-- START OF Excerpt --

As Egypt continues to transition from an ill-defined quasi-secular diplomatically-skilled dictatorship into an ill-imagined-no-one-yet-knows-what, following the story is like trying to watch a film or read a book through a yard of waxed paper; nothing is clear.
On January 25, as the Egyptian people took to the streets over food supplies, the American president and the world's diplomatic community seemed to be caught off-guard by the sheer magnitude of discontent. For the first few days, the message out of Washington was decidedly mixed. While Vice President Biden defended Egyptian President Hosni Mubarak as “not a dictator,” President Obama was spinning his 2009 Cairo speech as some sort of prescient warning, and said that he had “told Mubarak to get ahead of this.”
“This” remained undefined. Meanwhile, Secretary of State Clinton repeated flat, empty platitudes about “unacceptable violence” and a “peaceful transitioning,” of the Egyptian government into . . . something. No one quite knew what.
It is not really surprising that America seems all-of-a-vagueness about Egypt. So much going on there seems like a fun-house mirror reflecting the United States: President Obama, having recently forced through a signal piece of legislation that his citizens plainly told him they did not want, was suddenly lecturing Mubarak—without irony—that “the voice of the people” must be listened to and respected.
In the very same week Egypt erupted, the Democrat-led Senate was re-introducing the notion of empowering the president with an “Internet Kill Switch”; Obama could not have appreciated having to step up to the microphone and publicly tell Mubarak to turn the internet back on. Meanwhile, the mainstream media, who look upon Christians at Tea Parties as bellicose theocrats yearning for a chance to control the nation, seem inclined to speak well of the Muslim Brotherhood, albeit in hazy terms.
Even now, nearly two weeks into Egypt’s churning, it is difficult to get a sense of who or what is rising to the top. That Mubarak is finished seems the conventional wisdom, but some analysts still dispute that, and even among members of the mainstream press there is an unusual lack of a cohesive, settled narrative. One gets the impression that the media would happily get behind whatever notion the Obama Administration hands to them, if only the White House knew what it wanted.

-- END OF Excerpt --

◆ Requirements:
1. Pick out every line of the records below that contains the string "tree", treating uppercase and lowercase as distinct.
2. Carry on the commentary above on the American response to Egypt's upheaval, beginning after its final sentence.

-- START OF Task data --

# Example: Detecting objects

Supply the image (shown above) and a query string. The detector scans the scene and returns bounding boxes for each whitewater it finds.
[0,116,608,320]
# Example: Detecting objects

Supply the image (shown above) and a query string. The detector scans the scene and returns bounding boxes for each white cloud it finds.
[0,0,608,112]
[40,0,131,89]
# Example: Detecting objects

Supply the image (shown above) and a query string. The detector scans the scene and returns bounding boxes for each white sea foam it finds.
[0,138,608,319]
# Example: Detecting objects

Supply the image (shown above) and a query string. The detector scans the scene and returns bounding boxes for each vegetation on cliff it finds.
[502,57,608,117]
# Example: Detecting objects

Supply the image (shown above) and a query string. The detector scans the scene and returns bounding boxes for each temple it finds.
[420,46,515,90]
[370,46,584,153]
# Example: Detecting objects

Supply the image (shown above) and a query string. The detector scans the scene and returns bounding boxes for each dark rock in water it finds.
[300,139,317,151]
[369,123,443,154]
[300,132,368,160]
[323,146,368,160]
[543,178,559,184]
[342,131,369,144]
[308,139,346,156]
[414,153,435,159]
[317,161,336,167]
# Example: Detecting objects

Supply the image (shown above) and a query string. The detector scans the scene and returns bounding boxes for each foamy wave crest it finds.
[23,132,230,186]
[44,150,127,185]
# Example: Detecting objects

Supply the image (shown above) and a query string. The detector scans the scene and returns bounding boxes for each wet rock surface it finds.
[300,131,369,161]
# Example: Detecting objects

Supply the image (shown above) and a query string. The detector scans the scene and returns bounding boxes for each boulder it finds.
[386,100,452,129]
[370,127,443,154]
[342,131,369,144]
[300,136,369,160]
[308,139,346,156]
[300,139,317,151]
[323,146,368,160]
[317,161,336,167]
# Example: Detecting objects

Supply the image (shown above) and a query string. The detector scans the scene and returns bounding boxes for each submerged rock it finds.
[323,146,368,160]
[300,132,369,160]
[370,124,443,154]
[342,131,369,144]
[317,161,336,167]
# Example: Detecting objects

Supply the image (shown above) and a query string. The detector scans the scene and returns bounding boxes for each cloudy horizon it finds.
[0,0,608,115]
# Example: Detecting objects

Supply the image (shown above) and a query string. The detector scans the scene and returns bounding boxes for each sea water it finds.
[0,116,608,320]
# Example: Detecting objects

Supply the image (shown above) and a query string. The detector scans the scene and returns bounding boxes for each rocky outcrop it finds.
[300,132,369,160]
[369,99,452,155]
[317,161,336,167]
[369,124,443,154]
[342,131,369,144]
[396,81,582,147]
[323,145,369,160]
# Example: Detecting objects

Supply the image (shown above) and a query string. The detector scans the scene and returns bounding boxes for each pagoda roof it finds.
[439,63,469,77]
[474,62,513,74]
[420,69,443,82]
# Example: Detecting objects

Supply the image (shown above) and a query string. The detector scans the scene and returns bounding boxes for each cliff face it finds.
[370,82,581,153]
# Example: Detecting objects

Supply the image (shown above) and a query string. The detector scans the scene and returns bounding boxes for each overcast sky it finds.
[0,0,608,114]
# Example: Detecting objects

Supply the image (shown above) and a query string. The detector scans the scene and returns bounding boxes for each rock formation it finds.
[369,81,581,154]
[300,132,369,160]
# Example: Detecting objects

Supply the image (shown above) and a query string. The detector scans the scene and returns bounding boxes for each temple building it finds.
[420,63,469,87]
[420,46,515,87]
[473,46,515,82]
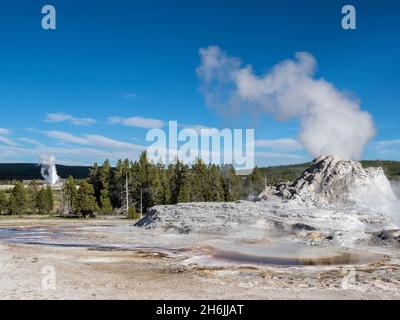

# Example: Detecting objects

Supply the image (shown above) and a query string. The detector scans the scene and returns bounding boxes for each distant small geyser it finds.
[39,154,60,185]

-- END OF Task data --
-- START OF Task data --

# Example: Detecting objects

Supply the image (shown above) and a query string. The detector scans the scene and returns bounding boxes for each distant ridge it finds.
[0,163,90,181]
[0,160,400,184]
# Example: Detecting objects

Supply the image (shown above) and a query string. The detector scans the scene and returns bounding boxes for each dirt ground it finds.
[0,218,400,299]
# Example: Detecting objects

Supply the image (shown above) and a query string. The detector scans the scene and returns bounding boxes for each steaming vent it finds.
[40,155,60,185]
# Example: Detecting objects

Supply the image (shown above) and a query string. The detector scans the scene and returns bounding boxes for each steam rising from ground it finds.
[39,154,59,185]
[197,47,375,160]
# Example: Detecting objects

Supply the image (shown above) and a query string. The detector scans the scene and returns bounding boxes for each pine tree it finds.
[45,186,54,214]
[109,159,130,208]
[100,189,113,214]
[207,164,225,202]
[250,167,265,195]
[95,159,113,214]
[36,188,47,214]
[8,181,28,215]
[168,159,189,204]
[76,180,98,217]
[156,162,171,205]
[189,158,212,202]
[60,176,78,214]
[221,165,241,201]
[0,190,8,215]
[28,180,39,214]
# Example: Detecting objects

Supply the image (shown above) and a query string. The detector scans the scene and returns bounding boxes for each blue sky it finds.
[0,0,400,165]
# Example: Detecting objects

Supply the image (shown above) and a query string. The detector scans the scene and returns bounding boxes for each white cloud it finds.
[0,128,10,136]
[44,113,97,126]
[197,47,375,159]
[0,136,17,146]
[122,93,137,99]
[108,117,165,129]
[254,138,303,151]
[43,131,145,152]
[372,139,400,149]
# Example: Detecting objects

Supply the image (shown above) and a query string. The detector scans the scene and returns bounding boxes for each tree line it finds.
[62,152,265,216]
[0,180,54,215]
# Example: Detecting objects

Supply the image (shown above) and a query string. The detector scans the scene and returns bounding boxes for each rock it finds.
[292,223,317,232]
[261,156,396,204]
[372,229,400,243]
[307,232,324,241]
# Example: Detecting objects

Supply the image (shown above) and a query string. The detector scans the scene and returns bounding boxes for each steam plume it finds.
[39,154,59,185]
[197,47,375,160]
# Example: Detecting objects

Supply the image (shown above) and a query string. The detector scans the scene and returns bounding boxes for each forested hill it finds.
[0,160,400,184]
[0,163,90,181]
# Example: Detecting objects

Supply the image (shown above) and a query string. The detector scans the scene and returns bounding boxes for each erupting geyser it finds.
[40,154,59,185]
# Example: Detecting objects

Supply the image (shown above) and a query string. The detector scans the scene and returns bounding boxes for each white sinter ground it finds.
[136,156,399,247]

-- END OF Task data --

◆ Answers to the tasks:
1.
Supply the image (shown above) and a query string. The detector scans the scene and returns bounding boxes for each pine tree it finds.
Supply the image (shown above) and a query string. The detector scans the scene and returns bounding boxes for each tree line it finds.

2.
Lacking that, they are staggering about and stepping on each other’s hooves in their corral of muted indistinctness. ABC’s Christiane Amanpour reports with certainty that the Muslim Brotherhood are not extremists, that they are not interested in establishing a theocratic government and are not a substantial threat to a democratic process. Only when Israel is mentioned does she tumble into the beige. Journalist Kirsten Powers—communicating with Coptic Christian family members in Egypt—writes exactly the opposite about the Brotherhood, with no mincing of words but then also drifts into a vague and helpless shrug as she writes, “This isn’t to say that Mubarak deserves our support.”
Unsure of both their safety and the indistinct narrative, news anchors Katie Couric, Brian Williams, and Anderson Cooper left Egypt. They appear to be circling around, waiting for instruction.
In fairness, the uncertainty over Egypt does not begin or end with President Obama, or with the press; it is of a piece with a cultural clash that exists between the West and the Arab world, and within the Arab world itself.
For the West, the problem is one of language. Our understanding of secularist governance is linear: church and state are strictly separated and the individual expression of faith is something kept to prayer breakfasts and re-election campaigns. In the Arab world, the fact that something called a “Muslim Brotherhood” can even be seriously considered as a viable political faction amply illustrates that what passes for “secularism” in Egypt is quite different from what we are used to. If we are fundamentally incapable of understanding each other when we use the same word, we may assume we are missing a great deal in translation, on every story.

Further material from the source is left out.